Copy all entries without alteration and skip the pictures they hold.

[Entries taken from a collection]

****************************************

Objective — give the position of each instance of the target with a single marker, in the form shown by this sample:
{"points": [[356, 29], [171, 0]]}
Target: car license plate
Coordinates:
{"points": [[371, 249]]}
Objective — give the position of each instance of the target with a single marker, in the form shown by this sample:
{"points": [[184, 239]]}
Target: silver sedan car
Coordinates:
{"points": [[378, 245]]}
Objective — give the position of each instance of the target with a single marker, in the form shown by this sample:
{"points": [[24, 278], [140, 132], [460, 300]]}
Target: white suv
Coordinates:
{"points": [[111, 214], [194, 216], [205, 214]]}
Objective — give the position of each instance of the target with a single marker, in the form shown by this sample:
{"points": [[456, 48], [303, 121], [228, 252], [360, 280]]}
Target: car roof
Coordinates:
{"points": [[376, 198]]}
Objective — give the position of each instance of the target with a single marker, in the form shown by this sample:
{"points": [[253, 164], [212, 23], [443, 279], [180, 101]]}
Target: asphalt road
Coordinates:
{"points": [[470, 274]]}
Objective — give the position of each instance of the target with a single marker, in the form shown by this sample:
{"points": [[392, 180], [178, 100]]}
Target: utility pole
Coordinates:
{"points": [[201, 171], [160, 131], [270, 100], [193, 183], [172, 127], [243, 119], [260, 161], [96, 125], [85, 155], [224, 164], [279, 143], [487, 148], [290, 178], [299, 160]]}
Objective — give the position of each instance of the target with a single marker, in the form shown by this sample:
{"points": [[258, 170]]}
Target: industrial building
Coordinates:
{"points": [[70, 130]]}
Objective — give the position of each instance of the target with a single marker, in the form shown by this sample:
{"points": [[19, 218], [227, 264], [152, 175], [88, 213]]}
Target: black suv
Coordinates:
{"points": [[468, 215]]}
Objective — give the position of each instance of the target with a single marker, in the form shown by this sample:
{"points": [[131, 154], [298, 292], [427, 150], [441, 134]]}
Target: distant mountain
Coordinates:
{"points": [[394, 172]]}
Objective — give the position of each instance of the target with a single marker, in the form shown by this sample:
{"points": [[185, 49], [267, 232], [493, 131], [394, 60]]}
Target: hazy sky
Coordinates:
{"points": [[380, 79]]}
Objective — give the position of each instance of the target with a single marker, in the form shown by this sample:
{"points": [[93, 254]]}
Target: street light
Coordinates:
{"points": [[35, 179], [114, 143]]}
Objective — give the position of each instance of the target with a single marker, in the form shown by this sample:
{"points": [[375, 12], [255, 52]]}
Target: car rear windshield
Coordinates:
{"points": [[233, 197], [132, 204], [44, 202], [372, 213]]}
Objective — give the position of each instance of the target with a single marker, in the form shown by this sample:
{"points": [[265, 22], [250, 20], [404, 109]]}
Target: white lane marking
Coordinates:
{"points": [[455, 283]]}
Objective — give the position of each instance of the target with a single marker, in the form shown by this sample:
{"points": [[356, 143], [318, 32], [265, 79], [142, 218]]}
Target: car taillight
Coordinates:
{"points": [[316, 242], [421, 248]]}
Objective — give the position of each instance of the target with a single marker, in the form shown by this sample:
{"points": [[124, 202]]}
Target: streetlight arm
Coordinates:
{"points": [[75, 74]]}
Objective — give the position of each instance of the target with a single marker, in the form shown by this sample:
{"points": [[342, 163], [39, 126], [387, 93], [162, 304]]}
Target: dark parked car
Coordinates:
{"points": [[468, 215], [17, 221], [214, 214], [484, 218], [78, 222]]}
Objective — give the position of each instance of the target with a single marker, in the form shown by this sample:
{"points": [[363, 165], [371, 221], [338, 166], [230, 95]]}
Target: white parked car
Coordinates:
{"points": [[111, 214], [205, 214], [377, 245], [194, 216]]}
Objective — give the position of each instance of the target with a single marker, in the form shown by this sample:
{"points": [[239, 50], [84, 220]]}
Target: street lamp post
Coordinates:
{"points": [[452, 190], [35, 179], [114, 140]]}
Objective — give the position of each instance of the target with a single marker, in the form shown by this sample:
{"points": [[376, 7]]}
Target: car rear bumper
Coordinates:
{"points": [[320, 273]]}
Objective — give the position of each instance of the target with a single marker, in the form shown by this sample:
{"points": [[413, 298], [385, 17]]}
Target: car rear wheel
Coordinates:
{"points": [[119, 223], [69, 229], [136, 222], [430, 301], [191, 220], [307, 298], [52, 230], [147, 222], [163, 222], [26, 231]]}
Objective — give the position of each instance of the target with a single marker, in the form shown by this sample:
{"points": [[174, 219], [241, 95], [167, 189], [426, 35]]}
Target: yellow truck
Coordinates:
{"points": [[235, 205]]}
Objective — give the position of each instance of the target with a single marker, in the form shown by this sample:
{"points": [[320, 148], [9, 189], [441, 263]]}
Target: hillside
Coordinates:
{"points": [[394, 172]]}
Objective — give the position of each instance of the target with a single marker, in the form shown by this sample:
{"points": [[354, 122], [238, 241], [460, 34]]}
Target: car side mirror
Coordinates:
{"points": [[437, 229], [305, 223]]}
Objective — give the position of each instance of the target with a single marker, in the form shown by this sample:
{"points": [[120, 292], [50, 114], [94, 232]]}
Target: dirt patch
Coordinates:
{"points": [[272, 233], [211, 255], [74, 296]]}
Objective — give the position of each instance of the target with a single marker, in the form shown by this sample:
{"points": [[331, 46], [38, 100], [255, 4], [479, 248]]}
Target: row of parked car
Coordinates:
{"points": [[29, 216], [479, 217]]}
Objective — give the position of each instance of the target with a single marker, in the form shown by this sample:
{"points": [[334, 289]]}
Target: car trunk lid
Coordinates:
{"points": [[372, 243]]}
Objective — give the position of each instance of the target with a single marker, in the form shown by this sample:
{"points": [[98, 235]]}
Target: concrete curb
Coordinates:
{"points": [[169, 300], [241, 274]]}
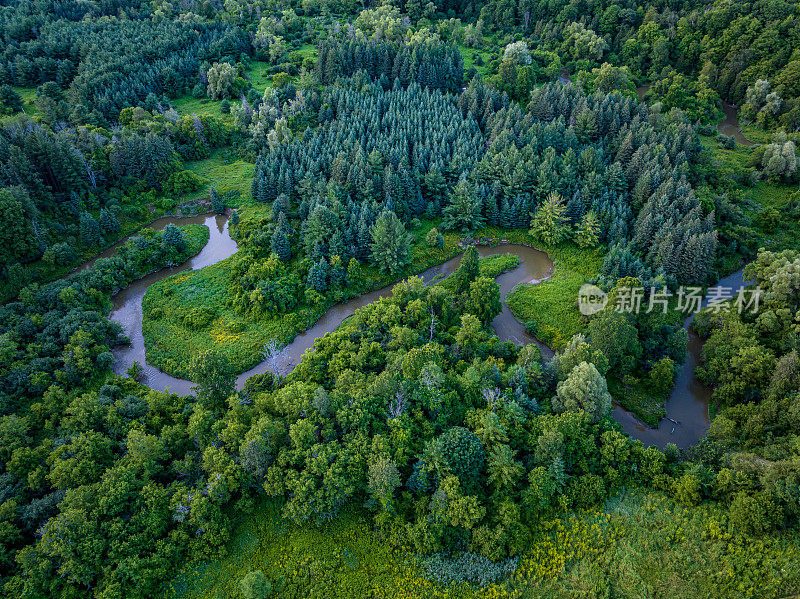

****************************************

WRITTEN ANSWER
Objective — give the position of each instance of the target with a single marker, in the form shown by this sample:
{"points": [[356, 29], [171, 0]]}
Target: car license plate
Coordinates:
{"points": [[371, 249]]}
Objective — give the position of each instance of the target with a single marker, in the form shown by this sample:
{"points": [[184, 239]]}
Target: silver sedan car
Coordinates:
{"points": [[378, 245]]}
Objective — give the position of each instance of the target with a single marker, in the form shown by this sample:
{"points": [[24, 278], [140, 132], [460, 300]]}
Target: white suv
Coordinates:
{"points": [[111, 214], [194, 216], [205, 214]]}
Objective — give the position of each instance of the target with a single marker, in the form shown by this sample:
{"points": [[456, 48], [303, 121], [228, 252], [360, 280]]}
Target: car roof
Coordinates:
{"points": [[376, 198]]}
Objective — give the position of each instance of the target with a single marker, in the form shown by this sample:
{"points": [[253, 164], [212, 23], [443, 279], [180, 101]]}
Target: asphalt road
Coordinates:
{"points": [[470, 274]]}
Objective — give the position of each instance of the target with a single marker, in the form shown by this sample:
{"points": [[392, 180], [178, 100]]}
Target: utility pole
Coordinates:
{"points": [[201, 171], [160, 131], [270, 100], [193, 183], [172, 127], [243, 119], [260, 161], [96, 125], [85, 155], [224, 164], [279, 143], [487, 148], [290, 178], [299, 160]]}
Objective — give the position of each instance of the target with a single marker, in the form shown by this sample:
{"points": [[258, 170]]}
Target: industrial building
Coordinates:
{"points": [[70, 130]]}
Objective — give the position of each instance of the target with a single marker, in the form shown by this sample:
{"points": [[19, 218], [227, 264], [152, 175], [88, 213]]}
Target: black suv
Coordinates:
{"points": [[468, 215]]}
Objective — give the position of each instance of the target with a single marker, in the form shown by this sample:
{"points": [[131, 154], [298, 292], [427, 150], [441, 134]]}
Target: distant mountain
Coordinates:
{"points": [[394, 172]]}
Objective — give the position of each instance of the target with a single marker, in the form shown by this sample:
{"points": [[185, 49], [267, 232], [493, 131], [394, 60]]}
Target: hazy sky
Coordinates:
{"points": [[380, 79]]}
Objective — give the position of each instance of the target with a single marker, in the form shown by this sample:
{"points": [[93, 254]]}
Target: street light
Coordinates:
{"points": [[35, 179], [114, 143]]}
Objective — give the position of each instance of the target with a single marker, in the form shown by this sample:
{"points": [[375, 12], [255, 52]]}
Target: car rear windshield
Coordinates:
{"points": [[233, 197], [132, 204], [44, 202], [372, 213]]}
Objective — give the position of each instance of the target with a single marker, in the form shown by this sample:
{"points": [[265, 22], [250, 20], [404, 109]]}
Target: white lane marking
Coordinates:
{"points": [[455, 283]]}
Objective — give the position of each instance of the target with a single marker, in the form shown by this sample:
{"points": [[356, 143], [318, 32], [265, 79], [142, 218]]}
Target: car taillight
Coordinates:
{"points": [[316, 242], [421, 248]]}
Objective — give the position of each instance of the target with a single marker, in the form shown by this sample:
{"points": [[124, 202]]}
Target: streetlight arm
Coordinates:
{"points": [[75, 74]]}
Objective — give the position of each instance of the target with a single marker, in the form shown by this sample:
{"points": [[342, 163], [39, 126], [387, 93], [162, 304]]}
Target: dark parked car
Coordinates:
{"points": [[468, 215], [17, 221], [214, 214], [484, 218], [78, 222]]}
Objective — give the position of each instance of the target with a single marker, in the form shown by this sample:
{"points": [[363, 165], [371, 221], [338, 166], [230, 95]]}
Target: white parked car
Coordinates:
{"points": [[111, 214], [205, 214], [377, 245], [194, 216]]}
Objective — give the position of each instance of the target with a single marker, in the form shown by this sample:
{"points": [[239, 50], [84, 220]]}
Target: street lamp post
Coordinates:
{"points": [[452, 190], [35, 179], [114, 140]]}
Objective — give the position of each instance of the target with a single marker, in the form shown by this sample:
{"points": [[376, 7]]}
Target: car rear bumper
Coordinates:
{"points": [[320, 273]]}
Objective — give the position of each instance of the target with a single marker, in the form shown by this sample:
{"points": [[413, 298], [385, 17]]}
Target: car rear wheel
Coordinates:
{"points": [[119, 223], [69, 229], [136, 222], [430, 301], [191, 220], [307, 298], [52, 230], [147, 222], [163, 222], [26, 231]]}
Objective — give the position of each instance of the target with a single marker, in the form shown by this sample:
{"points": [[174, 219], [241, 95], [167, 189], [426, 35]]}
Target: yellow truck
Coordinates:
{"points": [[235, 205]]}
Objective — give the position of each instance of the target with a single marker, in the form shown by this sample:
{"points": [[320, 148], [9, 189], [441, 263]]}
Target: hillside
Coordinates:
{"points": [[394, 172]]}
Objective — give the position of each instance of the target with a single marker, in the form shown by this sample:
{"points": [[354, 122], [238, 241], [460, 34]]}
Target: car side mirror
Coordinates:
{"points": [[437, 229], [305, 223]]}
Objective — give the position of each instance of the target with a single marker, in the form shown by this sample:
{"points": [[120, 292], [50, 114], [94, 232]]}
Target: dirt patch
Coordinates:
{"points": [[272, 233], [211, 255], [74, 296]]}
Objective — give the position of each instance of the target with a single marker, in the form shown by this sample:
{"points": [[331, 46], [38, 100], [255, 4], [479, 248]]}
Target: row of parked car
Coordinates:
{"points": [[29, 216], [479, 217]]}
Objective — give the position of each instance of the target with a single marker, in the form shown by this sample:
{"points": [[334, 289]]}
Target: car trunk lid
Coordinates:
{"points": [[372, 243]]}
Objective — give the position of each instance of the target with a single marker, in the form shown by this sample:
{"points": [[98, 235]]}
Target: concrete curb
Coordinates:
{"points": [[169, 300], [241, 274]]}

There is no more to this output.